• [Listed records]
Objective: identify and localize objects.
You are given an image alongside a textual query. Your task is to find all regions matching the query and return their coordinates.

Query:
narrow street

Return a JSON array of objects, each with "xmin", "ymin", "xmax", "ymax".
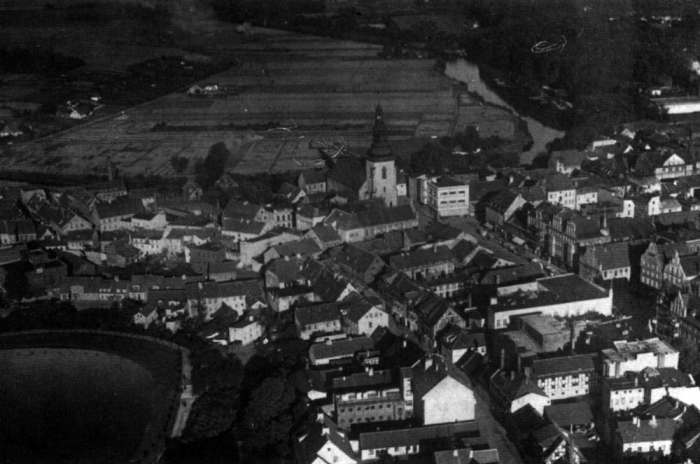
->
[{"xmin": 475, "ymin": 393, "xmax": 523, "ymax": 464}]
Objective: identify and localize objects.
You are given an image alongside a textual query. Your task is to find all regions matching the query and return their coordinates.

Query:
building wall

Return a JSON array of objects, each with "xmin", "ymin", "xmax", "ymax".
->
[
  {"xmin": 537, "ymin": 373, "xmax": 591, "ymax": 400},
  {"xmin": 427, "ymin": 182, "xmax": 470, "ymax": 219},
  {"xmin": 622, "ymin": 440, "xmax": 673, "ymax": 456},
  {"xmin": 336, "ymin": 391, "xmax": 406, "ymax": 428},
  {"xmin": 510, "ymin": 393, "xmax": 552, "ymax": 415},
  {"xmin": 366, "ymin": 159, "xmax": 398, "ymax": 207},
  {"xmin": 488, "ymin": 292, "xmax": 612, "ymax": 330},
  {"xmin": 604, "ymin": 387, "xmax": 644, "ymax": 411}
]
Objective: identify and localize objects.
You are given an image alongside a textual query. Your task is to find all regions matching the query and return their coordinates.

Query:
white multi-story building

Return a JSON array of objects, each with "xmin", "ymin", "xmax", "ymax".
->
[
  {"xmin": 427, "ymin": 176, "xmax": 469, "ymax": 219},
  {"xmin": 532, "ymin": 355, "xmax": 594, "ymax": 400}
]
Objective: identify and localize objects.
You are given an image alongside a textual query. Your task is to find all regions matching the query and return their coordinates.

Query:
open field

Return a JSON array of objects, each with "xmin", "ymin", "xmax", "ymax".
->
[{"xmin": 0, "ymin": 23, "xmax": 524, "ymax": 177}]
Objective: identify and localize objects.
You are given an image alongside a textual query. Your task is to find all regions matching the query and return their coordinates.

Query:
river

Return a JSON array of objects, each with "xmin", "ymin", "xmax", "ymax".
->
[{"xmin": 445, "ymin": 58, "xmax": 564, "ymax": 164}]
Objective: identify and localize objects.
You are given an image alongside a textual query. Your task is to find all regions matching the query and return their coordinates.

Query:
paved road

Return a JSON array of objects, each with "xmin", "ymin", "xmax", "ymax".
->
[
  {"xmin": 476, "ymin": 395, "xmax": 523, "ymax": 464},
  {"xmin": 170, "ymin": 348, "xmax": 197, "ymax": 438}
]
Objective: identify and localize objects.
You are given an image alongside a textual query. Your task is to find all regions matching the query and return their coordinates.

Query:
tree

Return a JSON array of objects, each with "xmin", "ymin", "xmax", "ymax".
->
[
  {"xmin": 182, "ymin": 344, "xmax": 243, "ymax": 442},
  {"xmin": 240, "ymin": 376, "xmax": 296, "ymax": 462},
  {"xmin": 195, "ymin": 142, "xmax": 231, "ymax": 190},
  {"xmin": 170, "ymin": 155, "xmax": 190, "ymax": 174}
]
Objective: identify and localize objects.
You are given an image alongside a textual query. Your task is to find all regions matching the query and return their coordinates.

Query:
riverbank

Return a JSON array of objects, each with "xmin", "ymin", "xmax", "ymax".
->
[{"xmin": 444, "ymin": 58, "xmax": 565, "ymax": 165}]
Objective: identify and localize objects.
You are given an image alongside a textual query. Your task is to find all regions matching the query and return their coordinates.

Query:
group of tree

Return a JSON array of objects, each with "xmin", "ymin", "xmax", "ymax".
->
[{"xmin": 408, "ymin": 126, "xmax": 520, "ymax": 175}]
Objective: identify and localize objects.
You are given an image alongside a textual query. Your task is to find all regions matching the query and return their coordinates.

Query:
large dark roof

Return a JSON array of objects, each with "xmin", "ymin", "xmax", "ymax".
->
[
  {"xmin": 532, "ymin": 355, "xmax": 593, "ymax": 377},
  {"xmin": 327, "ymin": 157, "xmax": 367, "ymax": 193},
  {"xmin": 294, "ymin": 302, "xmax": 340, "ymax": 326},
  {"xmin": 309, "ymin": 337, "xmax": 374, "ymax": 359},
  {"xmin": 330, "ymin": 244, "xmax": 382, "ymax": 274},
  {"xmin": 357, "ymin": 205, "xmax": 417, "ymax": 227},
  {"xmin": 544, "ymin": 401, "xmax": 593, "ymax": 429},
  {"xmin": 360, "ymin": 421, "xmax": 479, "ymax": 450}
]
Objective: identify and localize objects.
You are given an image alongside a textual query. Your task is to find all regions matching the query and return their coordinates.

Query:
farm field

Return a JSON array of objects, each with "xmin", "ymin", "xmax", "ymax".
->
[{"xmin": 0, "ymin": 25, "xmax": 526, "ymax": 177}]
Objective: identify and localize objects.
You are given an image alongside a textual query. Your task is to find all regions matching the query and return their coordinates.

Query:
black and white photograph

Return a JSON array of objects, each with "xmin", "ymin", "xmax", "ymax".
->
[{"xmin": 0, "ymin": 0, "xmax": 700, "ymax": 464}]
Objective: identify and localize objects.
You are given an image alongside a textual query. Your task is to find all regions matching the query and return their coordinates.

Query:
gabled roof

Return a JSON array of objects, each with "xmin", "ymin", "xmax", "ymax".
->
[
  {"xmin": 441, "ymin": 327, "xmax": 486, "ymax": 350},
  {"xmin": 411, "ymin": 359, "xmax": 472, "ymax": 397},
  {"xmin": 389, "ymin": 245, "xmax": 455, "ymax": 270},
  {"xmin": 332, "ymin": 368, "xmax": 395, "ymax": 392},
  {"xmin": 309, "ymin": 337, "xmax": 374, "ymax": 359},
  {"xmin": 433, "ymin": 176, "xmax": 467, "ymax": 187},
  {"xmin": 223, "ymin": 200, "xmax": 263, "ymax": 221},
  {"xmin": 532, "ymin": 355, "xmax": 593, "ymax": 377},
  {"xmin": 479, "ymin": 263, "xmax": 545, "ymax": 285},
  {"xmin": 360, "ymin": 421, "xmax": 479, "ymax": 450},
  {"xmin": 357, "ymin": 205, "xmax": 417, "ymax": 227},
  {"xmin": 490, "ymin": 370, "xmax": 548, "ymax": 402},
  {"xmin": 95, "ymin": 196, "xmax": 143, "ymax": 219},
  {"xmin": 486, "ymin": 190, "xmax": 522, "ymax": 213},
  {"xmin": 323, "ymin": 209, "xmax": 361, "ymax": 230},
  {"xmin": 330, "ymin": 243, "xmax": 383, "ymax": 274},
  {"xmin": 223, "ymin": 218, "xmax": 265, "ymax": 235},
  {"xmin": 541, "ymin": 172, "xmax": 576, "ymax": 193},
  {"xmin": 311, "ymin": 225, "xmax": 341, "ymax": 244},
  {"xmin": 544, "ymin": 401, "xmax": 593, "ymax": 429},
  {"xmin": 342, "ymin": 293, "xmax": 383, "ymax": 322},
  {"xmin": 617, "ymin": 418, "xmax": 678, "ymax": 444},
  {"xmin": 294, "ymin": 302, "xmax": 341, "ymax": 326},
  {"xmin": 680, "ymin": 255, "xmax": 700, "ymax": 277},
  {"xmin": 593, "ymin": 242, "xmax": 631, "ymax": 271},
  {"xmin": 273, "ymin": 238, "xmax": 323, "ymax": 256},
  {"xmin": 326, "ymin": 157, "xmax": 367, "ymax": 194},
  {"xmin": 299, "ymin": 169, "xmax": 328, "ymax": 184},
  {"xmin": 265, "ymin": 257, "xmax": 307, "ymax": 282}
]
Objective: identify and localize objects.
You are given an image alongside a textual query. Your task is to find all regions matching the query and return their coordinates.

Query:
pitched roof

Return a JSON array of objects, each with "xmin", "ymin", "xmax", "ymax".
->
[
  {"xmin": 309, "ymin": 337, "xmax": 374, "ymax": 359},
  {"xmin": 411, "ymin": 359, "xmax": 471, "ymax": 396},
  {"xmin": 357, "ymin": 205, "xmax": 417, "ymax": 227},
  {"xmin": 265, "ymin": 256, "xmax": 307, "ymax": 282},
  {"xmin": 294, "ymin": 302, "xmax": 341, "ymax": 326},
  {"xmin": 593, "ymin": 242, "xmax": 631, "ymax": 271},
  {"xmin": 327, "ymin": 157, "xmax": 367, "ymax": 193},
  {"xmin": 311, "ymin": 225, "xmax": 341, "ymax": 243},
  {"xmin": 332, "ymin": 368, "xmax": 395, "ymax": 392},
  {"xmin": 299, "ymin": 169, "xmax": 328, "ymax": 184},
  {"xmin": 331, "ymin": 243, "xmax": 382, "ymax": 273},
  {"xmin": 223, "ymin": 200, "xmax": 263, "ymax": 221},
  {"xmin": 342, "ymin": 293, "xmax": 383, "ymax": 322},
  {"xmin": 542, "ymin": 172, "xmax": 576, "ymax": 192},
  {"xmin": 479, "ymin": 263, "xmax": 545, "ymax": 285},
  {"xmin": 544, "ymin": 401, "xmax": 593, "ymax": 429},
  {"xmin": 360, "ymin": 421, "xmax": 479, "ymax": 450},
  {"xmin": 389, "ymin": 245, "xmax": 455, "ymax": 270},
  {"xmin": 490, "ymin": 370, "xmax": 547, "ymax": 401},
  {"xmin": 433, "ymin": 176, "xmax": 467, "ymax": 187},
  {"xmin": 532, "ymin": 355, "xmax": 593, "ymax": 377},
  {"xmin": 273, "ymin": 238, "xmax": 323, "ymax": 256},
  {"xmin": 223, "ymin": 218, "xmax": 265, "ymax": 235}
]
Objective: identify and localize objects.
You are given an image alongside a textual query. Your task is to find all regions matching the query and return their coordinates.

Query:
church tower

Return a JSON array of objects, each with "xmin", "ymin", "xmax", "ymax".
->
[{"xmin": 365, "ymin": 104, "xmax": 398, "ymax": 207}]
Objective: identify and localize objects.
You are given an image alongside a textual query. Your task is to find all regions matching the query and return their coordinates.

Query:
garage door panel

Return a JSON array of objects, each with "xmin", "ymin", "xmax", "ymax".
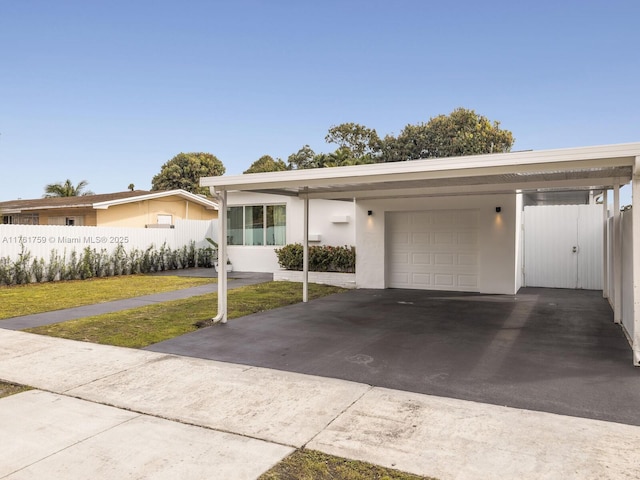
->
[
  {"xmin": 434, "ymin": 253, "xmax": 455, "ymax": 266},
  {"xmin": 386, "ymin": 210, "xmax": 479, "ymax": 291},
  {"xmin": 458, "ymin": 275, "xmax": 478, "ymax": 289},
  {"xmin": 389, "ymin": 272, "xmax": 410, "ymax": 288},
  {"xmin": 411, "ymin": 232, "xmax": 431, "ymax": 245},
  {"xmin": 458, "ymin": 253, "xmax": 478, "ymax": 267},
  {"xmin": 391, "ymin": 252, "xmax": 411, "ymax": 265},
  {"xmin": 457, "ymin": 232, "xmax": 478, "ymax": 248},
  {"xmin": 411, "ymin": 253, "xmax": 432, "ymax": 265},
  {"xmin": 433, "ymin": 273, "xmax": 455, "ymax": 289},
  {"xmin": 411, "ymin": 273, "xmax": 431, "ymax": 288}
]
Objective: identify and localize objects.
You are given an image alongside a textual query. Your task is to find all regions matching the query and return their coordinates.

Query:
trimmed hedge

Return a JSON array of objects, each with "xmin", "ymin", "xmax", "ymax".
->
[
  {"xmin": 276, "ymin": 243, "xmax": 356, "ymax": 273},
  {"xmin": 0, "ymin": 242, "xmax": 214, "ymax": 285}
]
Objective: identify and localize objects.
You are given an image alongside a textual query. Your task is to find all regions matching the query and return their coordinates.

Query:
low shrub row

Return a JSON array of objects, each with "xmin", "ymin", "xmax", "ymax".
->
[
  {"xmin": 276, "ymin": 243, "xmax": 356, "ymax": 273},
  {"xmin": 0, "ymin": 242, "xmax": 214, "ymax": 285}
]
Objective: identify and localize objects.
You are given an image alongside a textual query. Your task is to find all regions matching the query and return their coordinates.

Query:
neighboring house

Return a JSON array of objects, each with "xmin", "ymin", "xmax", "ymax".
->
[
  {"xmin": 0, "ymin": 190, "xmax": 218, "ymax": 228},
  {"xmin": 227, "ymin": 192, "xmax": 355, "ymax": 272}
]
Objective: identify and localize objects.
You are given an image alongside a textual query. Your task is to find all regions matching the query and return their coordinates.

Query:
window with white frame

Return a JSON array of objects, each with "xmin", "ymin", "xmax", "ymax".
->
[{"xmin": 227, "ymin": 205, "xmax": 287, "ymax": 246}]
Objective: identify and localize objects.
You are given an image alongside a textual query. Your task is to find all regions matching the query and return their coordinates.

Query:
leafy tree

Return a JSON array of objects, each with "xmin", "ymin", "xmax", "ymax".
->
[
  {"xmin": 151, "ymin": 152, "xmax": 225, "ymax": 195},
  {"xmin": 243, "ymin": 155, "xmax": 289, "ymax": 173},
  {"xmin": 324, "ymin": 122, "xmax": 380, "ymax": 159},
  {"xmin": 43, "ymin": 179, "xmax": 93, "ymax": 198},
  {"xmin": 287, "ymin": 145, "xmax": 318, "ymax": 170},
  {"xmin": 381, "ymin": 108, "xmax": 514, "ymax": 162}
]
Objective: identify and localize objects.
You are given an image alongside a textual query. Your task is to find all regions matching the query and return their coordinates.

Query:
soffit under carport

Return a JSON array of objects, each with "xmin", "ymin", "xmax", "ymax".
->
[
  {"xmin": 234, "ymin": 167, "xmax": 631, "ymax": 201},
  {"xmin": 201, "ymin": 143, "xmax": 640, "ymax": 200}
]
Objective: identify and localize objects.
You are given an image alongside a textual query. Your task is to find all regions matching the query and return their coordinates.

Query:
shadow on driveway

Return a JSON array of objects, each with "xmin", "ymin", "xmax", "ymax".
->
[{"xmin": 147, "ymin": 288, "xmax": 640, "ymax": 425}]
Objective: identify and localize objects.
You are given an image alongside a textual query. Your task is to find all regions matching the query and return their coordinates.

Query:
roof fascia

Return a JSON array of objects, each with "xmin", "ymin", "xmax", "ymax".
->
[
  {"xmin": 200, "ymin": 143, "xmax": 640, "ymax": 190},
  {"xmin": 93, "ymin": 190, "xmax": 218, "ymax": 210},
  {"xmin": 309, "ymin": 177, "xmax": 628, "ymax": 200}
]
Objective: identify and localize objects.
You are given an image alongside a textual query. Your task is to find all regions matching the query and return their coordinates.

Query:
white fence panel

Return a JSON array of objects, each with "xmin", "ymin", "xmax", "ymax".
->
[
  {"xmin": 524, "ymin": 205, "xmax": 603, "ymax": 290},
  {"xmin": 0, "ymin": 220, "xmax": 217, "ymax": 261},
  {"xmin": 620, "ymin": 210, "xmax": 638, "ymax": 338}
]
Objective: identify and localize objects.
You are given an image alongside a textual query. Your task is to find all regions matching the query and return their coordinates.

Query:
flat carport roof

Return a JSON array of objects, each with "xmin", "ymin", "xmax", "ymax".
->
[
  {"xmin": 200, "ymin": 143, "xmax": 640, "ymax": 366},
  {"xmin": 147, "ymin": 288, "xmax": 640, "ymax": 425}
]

• [Exercise task] How many lines in the rows above contain the word "white"? Reply with the number alone.

• [Solution to the exercise] 4